■ EXERCISE TASK
Rewrite every line of the material below, requests included, shifting each point in the answers by adding 16 to both of its coordinates.

(Entries for labeling object positions)
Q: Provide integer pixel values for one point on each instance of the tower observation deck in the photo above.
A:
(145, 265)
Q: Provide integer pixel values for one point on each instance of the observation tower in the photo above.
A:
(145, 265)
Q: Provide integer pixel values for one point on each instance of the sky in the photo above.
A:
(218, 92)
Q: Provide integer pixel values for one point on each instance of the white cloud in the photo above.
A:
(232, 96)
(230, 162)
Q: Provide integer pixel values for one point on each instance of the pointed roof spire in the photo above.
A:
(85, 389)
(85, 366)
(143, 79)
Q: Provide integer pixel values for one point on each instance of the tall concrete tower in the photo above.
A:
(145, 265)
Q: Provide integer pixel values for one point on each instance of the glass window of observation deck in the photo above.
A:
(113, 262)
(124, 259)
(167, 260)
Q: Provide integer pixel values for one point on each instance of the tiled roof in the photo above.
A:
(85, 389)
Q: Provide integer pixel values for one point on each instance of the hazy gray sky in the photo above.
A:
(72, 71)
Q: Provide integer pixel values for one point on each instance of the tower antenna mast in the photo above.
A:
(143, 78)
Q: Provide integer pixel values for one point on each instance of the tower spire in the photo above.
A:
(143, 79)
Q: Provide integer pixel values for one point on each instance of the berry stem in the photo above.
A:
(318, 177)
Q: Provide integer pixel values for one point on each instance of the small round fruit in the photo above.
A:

■ FINAL RESULT
Q: Provide integer pixel values for one point on each instance of the tower observation deck in the photo above.
A:
(161, 281)
Q: Provide integer pixel values for one point on each instance of the observation tower in the photo above.
A:
(161, 281)
Q: Provide integer pixel values for one point on each instance of the sky in the photo above.
A:
(234, 108)
Q: Provide integer pixel values for one point on each instance of the white cloud in the photo above.
A:
(248, 112)
(246, 178)
Q: Provide integer pixel values for one point on each instance of the pointed roof spire in the photo above.
A:
(101, 405)
(101, 382)
(159, 95)
Q: Provide integer pixel values for one point on each instance of the tall concrete tower in the photo above.
A:
(161, 281)
Q: Provide integer pixel values for one point on each instance of the glass window of observation deck in the photo above.
A:
(129, 278)
(140, 275)
(183, 276)
Q: Provide integer pixel values for one point on each instance of the tiled roof in the photo above.
A:
(101, 405)
Q: Provide integer pixel values for one point on each instance of the hazy gray sky in the photo above.
A:
(88, 87)
Q: Provide integer pixel values for one point on each instance of the tower antenna mast in the photo above.
A:
(159, 94)
Q: Provide integer pixel values for one point on each instance of the tower spire in the photo above.
A:
(159, 95)
Q: Provide integer pixel values for one point on each instance of the berry stem in the photo above.
A:
(334, 193)
Q: Provide integer pixel values for one point on each instance of the small round fruit in the photo above.
A:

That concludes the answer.